§ OBJECTIVE
Reproduce every line of the records below verbatim, omitting the pictures.

Point annotations for the photographs
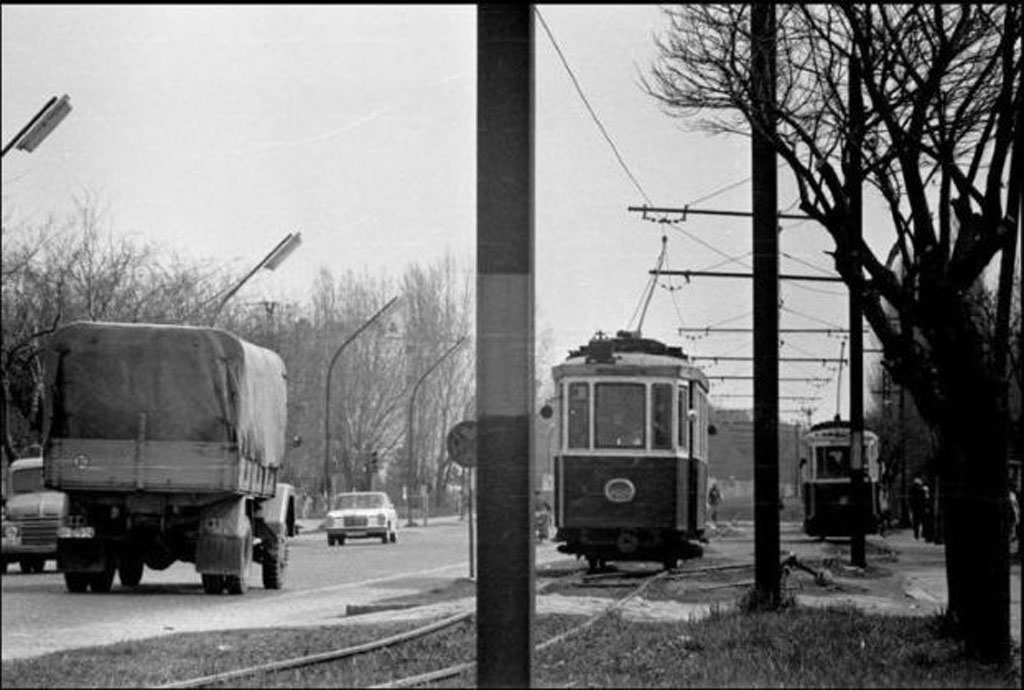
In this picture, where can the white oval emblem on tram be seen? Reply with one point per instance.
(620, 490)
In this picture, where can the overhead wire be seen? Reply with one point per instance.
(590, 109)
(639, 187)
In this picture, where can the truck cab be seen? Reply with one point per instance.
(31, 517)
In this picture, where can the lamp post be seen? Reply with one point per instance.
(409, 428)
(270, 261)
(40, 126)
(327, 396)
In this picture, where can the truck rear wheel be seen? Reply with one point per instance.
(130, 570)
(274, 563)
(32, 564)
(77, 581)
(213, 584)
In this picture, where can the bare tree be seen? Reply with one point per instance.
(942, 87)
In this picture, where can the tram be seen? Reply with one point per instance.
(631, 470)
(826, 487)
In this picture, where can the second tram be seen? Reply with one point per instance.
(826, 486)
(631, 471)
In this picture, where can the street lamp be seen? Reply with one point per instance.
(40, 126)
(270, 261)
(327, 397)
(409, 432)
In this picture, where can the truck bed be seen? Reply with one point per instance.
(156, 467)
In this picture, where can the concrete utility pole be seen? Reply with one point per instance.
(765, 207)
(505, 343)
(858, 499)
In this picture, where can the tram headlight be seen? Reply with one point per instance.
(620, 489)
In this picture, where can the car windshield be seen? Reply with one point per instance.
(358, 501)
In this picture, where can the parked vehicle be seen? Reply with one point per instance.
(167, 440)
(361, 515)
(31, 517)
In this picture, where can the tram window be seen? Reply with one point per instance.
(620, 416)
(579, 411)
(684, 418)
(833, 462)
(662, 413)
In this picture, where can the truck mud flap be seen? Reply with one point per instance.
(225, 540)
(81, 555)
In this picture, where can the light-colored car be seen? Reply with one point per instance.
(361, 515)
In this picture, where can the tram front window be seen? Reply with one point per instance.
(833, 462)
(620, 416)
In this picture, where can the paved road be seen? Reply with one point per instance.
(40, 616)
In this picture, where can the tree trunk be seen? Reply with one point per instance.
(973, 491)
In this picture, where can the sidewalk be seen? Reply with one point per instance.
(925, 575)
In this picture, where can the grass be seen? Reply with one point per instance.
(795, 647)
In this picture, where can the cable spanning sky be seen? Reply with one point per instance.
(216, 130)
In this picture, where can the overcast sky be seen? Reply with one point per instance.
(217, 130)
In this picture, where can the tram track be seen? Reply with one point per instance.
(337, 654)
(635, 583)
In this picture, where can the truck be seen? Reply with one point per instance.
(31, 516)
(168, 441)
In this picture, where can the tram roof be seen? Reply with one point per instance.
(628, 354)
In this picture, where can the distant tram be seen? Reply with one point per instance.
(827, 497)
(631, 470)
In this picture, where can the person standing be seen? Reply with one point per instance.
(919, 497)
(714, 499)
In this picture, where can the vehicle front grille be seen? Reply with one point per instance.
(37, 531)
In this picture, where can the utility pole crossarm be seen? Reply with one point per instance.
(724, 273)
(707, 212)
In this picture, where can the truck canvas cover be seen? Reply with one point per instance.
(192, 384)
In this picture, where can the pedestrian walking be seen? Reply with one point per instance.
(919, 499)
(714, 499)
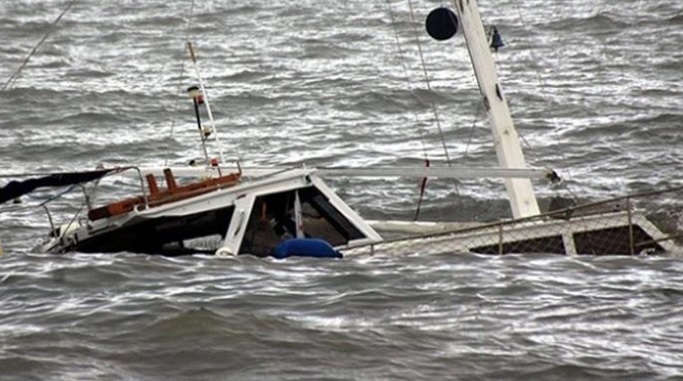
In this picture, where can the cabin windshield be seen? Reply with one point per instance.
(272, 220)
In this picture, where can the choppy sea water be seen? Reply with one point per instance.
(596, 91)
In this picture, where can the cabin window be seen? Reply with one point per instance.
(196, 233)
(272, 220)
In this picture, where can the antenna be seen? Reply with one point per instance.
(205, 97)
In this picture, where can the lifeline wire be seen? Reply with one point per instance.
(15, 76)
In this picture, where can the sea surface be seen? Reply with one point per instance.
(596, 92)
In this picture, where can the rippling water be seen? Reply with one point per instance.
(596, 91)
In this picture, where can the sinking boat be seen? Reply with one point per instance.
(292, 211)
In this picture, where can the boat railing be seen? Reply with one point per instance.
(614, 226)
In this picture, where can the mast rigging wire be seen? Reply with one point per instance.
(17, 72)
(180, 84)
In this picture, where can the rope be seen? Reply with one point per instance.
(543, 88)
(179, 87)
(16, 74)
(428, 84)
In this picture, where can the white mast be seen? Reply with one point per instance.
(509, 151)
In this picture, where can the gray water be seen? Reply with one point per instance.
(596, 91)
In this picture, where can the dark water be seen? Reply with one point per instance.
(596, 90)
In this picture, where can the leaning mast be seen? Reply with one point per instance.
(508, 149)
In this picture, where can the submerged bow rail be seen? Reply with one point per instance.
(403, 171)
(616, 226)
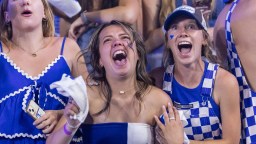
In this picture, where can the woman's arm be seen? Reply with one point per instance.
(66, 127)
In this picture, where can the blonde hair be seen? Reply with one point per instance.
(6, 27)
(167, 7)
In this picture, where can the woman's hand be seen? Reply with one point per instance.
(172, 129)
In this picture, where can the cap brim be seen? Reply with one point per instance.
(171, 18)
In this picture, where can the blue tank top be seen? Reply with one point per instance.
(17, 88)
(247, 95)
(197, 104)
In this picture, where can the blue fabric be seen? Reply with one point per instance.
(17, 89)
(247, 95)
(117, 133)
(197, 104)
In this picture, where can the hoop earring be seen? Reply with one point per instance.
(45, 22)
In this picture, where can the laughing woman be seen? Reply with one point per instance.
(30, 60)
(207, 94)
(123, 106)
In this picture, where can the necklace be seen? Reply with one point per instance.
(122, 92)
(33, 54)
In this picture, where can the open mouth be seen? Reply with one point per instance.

§ SOLUTION TO THE EXERCISE
In this picture, where can the white oval emblem on tram be seen? Reply with one point per instance.
(620, 490)
In this picture, where can the overhead wire be seen? Reply with one point per instance.
(590, 109)
(639, 187)
In this picture, where can the truck cab be seen? Reply with one point per instance.
(31, 517)
In this picture, where can the lamp post be seen? Reply with one point per instance.
(409, 428)
(270, 261)
(40, 126)
(327, 396)
In this picture, where can the truck rear wheel be seen? Reply with one point per instance.
(130, 570)
(274, 563)
(32, 564)
(77, 581)
(213, 584)
In this picture, where can the bare tree be seen? Reply with one point per instance.
(942, 87)
In this picture, where can the tram be seen? Reply with one point per instance.
(631, 470)
(826, 487)
In this picture, where can the second tram be seen? Reply with one point per instance.
(826, 486)
(631, 471)
In this picture, where can the street lamp be seen? Reply with one point per instance.
(40, 126)
(270, 261)
(327, 397)
(409, 432)
In this picture, where can the truck bed be seen? Reply with one point per instance.
(156, 467)
In this picture, where can the concrete utility pole be seen? Reply with one point per instance.
(765, 207)
(505, 343)
(858, 499)
In this picture, where can the tram headlight be seen? Reply with one point per instance.
(620, 489)
In this picture, where can the car windshield be seen? Reply with one point per instance.
(358, 501)
In this picture, where can the parked vehicle be seen? Reply with one point per instance.
(167, 440)
(361, 515)
(31, 517)
In this picture, where can the tram window be seen? Reply with one point per instance.
(620, 416)
(579, 411)
(684, 418)
(833, 462)
(662, 413)
In this picture, where can the truck mud flap be seen? Reply with one point per instance.
(225, 540)
(81, 555)
In this picture, where can the light-colored car be seen? Reply with one point per instance.
(361, 515)
In this picture, where can the tram front window be seen? Reply with one point per instance.
(833, 462)
(620, 416)
In this picture, where can the paved road be seen? Reply with one point per instance.
(40, 616)
In this picture, where can the tree trunk be seen? Reply with one point per instance.
(973, 491)
In this picture, where can the sidewalk be seen? Reply with one point per instance.
(925, 575)
In this picture, where can the grass be seen? Reply with one point per instance.
(795, 647)
In this picture, where can the cable spanning sky be seen? Reply with one point per instance.
(216, 130)
In this picture, where can the overcast sky be seen? Reply with one point per instance.
(217, 130)
In this picture, where can the tram track be seen? Reply with one point per instance.
(337, 654)
(635, 583)
In this picture, where can the truck be seen? Reply with one point per instance.
(31, 516)
(168, 441)
In this picture, where can the tram roof be seen? Reply with one point per instance.
(628, 354)
In this picture, where can the distant tram be seen? Reply with one point per instance.
(827, 497)
(631, 470)
In this picture, where can the person standing be seen? Reply with one point per instance.
(919, 497)
(714, 499)
In this picture, where can the vehicle front grille be seen? Reply with one point per instance.
(37, 531)
In this picture, where can the utility pole crossarm be seen? Reply with one point per instance.
(724, 273)
(707, 212)
In this picture, where can the truck canvas cover be seen? Reply with one point per instance.
(192, 384)
In this picture, where can the pedestrian walking be seen? Reply with one point per instance.
(919, 499)
(714, 499)
In this picture, where can the cabin windshield be seen? Reply with one point per instance.
(272, 220)
In this picture, where can the choppy sea water be seen? Reply with one point per instance.
(596, 91)
In this picture, where can the cabin window be seen? Reply with one point per instance.
(196, 233)
(272, 220)
In this picture, where can the antenna be seen? Reply with one point per instance.
(205, 97)
In this picture, where can the lifeline wire be seen? Reply with one point per instance.
(15, 76)
In this picture, where can the sea surface be seen? Reply with one point per instance.
(596, 92)
In this picture, where can the rippling water be seen? Reply with one point per instance.
(596, 91)
In this picture, where can the sinking boat be seen? Reply with one point per instance.
(292, 211)
In this picture, where can the boat railing be seen? Reply with one point per instance.
(614, 226)
In this picture, where can the mast rigging wire be seen? Reply with one point per instance.
(17, 72)
(180, 84)
In this picture, where can the rope be seen? Reply with one point per instance.
(543, 88)
(179, 87)
(16, 74)
(428, 84)
In this picture, where can the white mast be seen? Reply with one point per instance.
(509, 151)
In this picture, where can the gray water be seen? Reply with one point per instance.
(596, 91)
In this picture, where can the dark water be seen? Reply with one point per instance.
(596, 90)
In this picture, where can the leaning mast be seen? Reply with one point per instance.
(508, 149)
In this picture, where can the submerged bow rail be seen? Reply with one point per instance.
(403, 171)
(616, 226)
In this picture, where can the woman's arm be seen? Reply with one point per instance.
(66, 127)
In this picture, where can the blonde hair be seen? Reply with one point per instance.
(6, 27)
(167, 7)
In this picture, where can the woman's hand be seen? Reply with one point per instance.
(172, 129)
In this picture, where can the cap brim be seen? Reply with one point per instance.
(171, 18)
In this picture, where can the blue tank top be seen? Reply with one point per instance.
(17, 88)
(247, 95)
(197, 104)
In this picture, where can the blue fabric be seen? Reply with one point per instance.
(17, 89)
(247, 95)
(117, 133)
(197, 104)
In this picture, where can the hoop earring be seen? Reply with one point per instance.
(45, 22)
In this picture, where can the laughing woman be seen? Reply with one point per instance.
(30, 60)
(207, 94)
(123, 106)
In this picture, where can the necklace be seen? Reply with one point per instance.
(122, 92)
(33, 54)
In this picture, where can the open mouth be seen? Reply with one point per instance.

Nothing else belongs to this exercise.